• EXERCISE PROMPT: Work through the data line by line, gathering every line that has the word "glass".

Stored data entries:
====
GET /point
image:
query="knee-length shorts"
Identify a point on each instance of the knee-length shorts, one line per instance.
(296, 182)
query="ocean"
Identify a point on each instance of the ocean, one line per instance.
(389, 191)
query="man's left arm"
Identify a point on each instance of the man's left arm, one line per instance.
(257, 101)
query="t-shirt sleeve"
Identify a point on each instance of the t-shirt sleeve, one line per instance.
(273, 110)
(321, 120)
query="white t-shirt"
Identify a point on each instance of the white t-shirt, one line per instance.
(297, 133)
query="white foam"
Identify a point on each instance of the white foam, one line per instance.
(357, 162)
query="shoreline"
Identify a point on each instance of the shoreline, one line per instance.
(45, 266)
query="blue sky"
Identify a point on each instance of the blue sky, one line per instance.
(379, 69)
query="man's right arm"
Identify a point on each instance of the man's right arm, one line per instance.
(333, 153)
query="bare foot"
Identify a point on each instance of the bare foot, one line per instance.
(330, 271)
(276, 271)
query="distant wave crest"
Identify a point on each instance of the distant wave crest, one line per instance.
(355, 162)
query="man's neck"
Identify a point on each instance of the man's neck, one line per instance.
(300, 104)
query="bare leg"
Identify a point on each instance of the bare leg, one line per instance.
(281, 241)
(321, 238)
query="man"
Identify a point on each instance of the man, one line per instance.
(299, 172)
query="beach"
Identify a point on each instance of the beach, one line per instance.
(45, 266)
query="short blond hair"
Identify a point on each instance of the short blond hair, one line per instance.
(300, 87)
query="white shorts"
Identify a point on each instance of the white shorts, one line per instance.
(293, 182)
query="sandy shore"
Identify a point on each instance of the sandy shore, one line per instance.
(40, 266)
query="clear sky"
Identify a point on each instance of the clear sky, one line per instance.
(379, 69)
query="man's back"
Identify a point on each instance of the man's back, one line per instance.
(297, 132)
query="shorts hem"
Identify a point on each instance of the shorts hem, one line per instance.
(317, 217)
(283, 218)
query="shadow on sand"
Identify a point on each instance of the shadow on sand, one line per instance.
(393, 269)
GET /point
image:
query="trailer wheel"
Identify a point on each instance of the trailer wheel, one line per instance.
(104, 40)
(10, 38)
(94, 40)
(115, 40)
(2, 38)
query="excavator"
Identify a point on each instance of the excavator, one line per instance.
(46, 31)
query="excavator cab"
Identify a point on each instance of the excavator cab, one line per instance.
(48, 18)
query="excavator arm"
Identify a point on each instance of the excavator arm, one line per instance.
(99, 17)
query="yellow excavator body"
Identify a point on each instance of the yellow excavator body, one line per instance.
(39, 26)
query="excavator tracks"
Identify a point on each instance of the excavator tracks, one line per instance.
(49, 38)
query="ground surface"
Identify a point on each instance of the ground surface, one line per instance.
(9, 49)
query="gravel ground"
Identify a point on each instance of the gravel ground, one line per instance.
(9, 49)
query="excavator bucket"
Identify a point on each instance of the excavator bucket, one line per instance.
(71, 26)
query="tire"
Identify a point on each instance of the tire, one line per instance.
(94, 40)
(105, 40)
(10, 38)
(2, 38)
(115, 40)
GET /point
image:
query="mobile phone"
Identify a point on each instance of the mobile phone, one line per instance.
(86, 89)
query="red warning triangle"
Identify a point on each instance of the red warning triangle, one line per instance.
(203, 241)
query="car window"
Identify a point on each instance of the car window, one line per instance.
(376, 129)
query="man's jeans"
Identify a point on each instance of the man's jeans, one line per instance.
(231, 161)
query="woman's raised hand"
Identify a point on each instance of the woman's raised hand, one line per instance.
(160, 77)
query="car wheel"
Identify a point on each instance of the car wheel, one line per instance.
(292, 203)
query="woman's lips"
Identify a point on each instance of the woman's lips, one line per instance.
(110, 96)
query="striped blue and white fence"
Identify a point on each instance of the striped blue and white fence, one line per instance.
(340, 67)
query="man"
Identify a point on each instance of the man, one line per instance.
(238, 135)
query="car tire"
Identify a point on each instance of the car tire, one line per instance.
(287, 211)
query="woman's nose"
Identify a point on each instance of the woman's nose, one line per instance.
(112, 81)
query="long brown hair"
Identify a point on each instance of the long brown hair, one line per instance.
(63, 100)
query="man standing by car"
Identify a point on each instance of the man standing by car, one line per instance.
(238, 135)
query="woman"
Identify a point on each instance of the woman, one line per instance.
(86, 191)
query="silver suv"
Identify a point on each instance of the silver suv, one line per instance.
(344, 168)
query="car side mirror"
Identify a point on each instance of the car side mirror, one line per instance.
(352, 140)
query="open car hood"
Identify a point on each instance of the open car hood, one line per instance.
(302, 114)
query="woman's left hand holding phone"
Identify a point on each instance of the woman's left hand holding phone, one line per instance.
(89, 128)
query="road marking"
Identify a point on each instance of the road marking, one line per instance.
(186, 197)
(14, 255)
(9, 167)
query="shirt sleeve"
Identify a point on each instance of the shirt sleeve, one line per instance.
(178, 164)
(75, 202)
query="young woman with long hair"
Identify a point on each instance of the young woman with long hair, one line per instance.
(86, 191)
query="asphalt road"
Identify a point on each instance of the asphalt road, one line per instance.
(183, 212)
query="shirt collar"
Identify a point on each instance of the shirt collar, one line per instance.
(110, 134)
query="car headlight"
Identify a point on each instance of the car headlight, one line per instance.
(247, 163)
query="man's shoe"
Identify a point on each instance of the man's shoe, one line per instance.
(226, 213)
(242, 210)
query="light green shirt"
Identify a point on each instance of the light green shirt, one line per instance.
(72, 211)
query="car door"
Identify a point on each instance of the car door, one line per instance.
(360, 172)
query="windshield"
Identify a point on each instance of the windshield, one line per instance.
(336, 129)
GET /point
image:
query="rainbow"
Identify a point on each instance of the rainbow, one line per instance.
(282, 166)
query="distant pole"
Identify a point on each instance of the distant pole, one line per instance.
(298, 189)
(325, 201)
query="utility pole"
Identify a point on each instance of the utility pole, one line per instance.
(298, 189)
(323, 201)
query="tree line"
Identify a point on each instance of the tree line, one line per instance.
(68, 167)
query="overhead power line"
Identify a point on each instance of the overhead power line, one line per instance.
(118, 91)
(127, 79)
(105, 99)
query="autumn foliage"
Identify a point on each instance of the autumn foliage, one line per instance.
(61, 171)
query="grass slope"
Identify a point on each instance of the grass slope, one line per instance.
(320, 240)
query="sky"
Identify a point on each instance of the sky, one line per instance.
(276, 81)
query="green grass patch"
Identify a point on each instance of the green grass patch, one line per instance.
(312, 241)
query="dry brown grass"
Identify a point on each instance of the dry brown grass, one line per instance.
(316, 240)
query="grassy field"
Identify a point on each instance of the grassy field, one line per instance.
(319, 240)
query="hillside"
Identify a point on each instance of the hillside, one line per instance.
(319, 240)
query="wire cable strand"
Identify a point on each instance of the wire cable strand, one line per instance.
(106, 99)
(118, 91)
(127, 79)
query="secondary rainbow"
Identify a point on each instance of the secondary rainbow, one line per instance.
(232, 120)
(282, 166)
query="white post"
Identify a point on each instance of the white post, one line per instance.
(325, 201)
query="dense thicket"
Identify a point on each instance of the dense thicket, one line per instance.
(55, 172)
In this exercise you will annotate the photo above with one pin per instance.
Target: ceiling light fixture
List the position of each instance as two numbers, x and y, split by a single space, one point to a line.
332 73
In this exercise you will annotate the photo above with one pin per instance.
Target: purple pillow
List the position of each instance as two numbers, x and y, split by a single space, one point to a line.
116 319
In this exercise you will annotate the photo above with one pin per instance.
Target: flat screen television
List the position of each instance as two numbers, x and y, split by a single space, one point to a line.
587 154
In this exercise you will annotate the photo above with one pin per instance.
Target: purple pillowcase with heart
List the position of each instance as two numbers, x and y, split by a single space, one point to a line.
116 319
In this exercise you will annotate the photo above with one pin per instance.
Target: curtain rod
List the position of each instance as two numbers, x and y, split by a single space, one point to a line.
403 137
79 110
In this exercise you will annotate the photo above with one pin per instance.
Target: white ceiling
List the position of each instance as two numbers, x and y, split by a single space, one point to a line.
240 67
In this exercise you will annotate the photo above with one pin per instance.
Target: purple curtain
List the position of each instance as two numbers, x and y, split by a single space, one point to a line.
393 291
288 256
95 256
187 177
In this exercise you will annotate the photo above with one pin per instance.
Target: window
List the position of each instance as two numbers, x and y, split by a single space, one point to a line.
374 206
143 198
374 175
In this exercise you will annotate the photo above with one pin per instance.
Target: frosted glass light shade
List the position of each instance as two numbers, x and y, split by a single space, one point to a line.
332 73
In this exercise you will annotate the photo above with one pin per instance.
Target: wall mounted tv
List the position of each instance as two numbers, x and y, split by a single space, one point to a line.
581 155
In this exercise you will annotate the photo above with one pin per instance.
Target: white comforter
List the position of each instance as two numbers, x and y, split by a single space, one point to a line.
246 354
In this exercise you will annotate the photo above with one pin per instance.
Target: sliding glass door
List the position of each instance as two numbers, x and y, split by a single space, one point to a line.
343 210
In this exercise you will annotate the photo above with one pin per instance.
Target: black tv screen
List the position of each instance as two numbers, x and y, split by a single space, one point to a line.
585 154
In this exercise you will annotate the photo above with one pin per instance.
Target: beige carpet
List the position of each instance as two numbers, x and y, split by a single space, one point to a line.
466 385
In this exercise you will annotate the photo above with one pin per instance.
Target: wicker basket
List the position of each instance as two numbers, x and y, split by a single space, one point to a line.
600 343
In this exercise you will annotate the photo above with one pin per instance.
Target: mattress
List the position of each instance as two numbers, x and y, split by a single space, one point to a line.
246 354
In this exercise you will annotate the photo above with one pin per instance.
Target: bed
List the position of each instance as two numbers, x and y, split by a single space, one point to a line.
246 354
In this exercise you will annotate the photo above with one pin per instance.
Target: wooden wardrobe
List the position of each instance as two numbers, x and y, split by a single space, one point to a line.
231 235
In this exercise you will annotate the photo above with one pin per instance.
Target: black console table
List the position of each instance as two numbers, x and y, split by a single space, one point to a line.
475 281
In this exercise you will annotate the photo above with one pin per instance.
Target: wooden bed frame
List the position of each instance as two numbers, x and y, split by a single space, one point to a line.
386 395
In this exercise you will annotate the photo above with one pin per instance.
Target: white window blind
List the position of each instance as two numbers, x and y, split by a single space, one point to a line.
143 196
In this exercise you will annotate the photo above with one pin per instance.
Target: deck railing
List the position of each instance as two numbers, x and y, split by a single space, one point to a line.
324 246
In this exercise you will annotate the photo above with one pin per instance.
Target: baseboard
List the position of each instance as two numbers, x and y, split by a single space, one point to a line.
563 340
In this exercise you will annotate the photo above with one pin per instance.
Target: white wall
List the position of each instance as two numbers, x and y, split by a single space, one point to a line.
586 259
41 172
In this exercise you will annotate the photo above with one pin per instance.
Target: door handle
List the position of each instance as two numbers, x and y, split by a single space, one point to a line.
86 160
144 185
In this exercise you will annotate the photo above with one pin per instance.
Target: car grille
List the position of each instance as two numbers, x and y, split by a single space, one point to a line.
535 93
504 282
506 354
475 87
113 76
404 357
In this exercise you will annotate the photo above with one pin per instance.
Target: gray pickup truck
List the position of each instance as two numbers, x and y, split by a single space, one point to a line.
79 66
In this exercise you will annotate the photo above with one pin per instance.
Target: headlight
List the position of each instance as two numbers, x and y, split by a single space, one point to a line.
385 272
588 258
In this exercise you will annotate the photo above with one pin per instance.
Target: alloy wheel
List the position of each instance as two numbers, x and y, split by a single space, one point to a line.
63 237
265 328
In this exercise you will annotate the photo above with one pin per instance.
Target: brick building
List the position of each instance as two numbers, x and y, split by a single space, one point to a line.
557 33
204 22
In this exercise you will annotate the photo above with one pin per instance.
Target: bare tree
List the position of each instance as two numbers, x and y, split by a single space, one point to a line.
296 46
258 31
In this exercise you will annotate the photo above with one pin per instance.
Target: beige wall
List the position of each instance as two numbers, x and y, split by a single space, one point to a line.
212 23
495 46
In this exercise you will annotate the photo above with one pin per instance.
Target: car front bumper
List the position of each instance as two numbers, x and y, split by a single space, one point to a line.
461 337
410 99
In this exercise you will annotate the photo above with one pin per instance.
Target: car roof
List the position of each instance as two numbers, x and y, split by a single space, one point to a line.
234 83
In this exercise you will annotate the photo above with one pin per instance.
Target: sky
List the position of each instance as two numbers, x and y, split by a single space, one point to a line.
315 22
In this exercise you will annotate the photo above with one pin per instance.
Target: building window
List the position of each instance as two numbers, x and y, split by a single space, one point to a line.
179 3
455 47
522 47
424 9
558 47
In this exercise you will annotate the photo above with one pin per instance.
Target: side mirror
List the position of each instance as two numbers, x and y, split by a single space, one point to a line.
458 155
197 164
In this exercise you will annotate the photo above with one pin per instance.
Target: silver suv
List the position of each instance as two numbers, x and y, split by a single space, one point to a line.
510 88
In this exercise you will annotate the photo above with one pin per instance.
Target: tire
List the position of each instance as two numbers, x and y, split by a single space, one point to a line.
====
• THE ANSWER:
Target: frosted glass light shade
Target: sliding glass door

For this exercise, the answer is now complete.